## START Input records
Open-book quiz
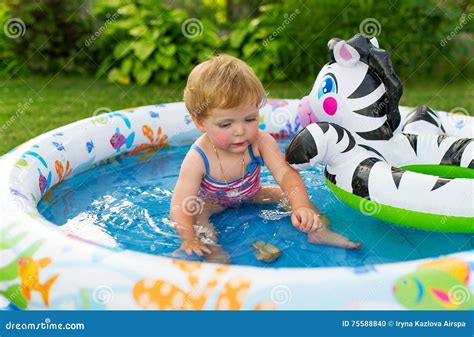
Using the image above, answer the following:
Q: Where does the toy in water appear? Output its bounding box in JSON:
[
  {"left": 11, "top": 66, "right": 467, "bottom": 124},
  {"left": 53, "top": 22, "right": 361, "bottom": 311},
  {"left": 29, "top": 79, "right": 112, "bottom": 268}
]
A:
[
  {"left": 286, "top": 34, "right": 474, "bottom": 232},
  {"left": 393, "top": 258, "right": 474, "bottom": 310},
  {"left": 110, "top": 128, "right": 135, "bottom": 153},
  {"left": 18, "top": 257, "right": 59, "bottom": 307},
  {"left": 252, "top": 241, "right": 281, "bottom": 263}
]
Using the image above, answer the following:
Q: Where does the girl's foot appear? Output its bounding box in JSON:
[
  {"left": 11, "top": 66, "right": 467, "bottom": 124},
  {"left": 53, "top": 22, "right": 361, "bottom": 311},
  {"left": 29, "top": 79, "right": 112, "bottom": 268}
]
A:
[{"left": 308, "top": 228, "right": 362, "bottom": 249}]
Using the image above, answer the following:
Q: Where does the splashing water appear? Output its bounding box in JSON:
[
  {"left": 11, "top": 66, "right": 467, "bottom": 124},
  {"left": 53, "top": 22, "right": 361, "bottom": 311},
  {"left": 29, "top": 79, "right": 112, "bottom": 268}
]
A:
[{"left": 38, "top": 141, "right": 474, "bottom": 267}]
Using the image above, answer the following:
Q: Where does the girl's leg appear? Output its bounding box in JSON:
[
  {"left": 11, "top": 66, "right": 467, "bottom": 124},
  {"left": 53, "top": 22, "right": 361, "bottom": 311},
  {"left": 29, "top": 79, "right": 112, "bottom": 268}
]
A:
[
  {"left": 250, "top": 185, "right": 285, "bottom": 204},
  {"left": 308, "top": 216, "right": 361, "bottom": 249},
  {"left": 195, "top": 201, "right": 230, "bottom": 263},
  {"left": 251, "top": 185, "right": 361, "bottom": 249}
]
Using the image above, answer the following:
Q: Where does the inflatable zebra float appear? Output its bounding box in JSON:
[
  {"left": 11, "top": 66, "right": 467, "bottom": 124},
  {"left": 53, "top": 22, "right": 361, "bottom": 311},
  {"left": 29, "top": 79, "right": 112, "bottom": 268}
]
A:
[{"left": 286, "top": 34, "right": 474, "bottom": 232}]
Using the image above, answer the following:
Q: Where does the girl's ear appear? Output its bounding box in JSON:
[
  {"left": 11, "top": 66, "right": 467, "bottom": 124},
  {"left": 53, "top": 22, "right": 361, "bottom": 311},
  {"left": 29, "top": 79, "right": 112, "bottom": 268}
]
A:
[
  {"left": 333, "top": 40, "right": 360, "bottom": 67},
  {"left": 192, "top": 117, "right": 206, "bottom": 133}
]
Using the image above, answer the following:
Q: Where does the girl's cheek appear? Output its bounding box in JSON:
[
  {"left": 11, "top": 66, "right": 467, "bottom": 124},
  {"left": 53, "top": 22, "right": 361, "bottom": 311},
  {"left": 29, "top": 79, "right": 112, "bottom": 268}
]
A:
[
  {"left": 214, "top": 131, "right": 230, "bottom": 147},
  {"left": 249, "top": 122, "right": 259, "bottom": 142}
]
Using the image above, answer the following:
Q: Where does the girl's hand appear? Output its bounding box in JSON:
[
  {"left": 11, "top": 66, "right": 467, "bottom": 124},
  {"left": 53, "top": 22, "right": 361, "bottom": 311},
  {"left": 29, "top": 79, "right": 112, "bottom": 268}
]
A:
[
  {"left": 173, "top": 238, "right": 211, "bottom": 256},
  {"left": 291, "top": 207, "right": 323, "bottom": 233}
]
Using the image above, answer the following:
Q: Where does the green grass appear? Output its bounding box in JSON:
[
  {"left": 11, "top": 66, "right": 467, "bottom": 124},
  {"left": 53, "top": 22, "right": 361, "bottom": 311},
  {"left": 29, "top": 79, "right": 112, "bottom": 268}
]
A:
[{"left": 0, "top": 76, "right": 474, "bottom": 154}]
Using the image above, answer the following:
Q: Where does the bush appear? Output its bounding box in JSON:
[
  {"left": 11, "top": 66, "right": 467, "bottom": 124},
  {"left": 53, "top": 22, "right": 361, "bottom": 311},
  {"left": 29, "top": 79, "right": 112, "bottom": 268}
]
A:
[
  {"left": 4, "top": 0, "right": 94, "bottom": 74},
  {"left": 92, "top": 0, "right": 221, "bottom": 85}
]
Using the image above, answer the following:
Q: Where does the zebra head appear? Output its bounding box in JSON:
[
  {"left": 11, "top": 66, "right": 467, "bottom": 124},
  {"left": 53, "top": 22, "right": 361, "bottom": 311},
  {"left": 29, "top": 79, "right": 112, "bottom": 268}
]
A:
## END Input records
* **Given request**
Count the lines of the data above that contain the word "zebra", with case counting, and give only the number.

* **Solution below**
2